> _Work request_
Everything from the line holding "# holes follow the even-odd rule" through the end of the records should be printed exactly, apart from the pictures.

--------------------------------------------------

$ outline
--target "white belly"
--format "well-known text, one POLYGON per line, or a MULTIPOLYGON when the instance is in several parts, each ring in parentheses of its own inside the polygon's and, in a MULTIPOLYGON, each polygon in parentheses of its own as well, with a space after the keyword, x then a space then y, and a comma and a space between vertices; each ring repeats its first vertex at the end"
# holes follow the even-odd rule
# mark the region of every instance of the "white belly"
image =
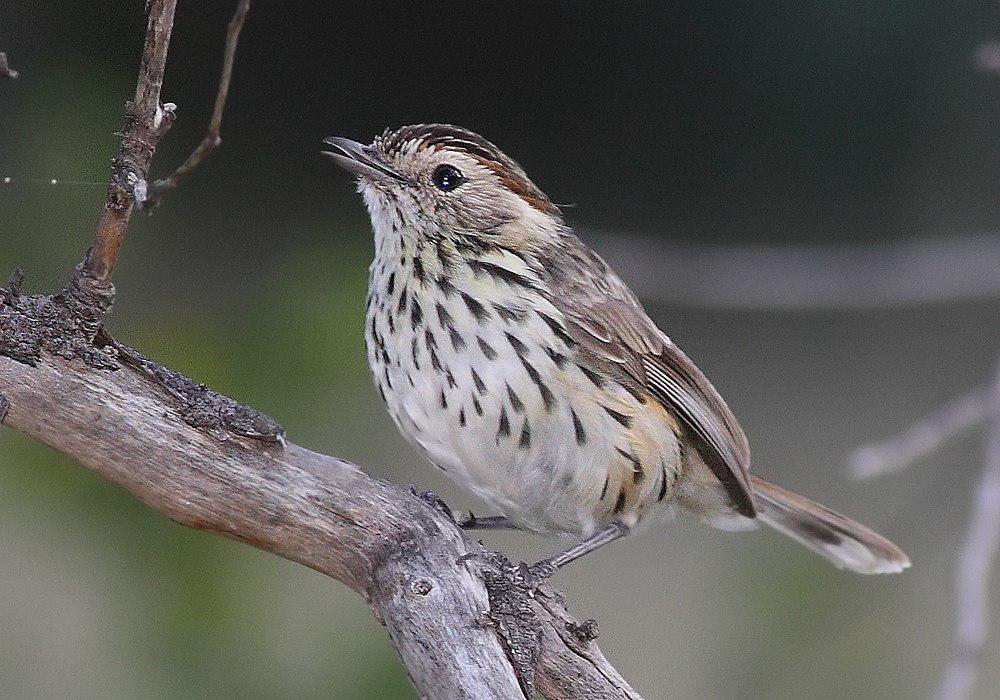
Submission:
POLYGON ((525 527, 576 535, 612 519, 633 526, 673 495, 670 426, 620 386, 588 378, 527 310, 545 302, 498 309, 491 288, 446 293, 412 279, 395 291, 370 300, 373 377, 403 435, 453 480, 525 527))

--------------------------------------------------

> _Reply_
# holes follow the even-odd rule
# mark the region of every instance of the "white belly"
image =
Submission:
POLYGON ((525 527, 576 535, 612 519, 633 526, 673 495, 670 426, 620 386, 588 378, 527 310, 545 302, 498 309, 491 288, 446 293, 412 279, 395 291, 370 300, 373 377, 403 435, 453 480, 525 527))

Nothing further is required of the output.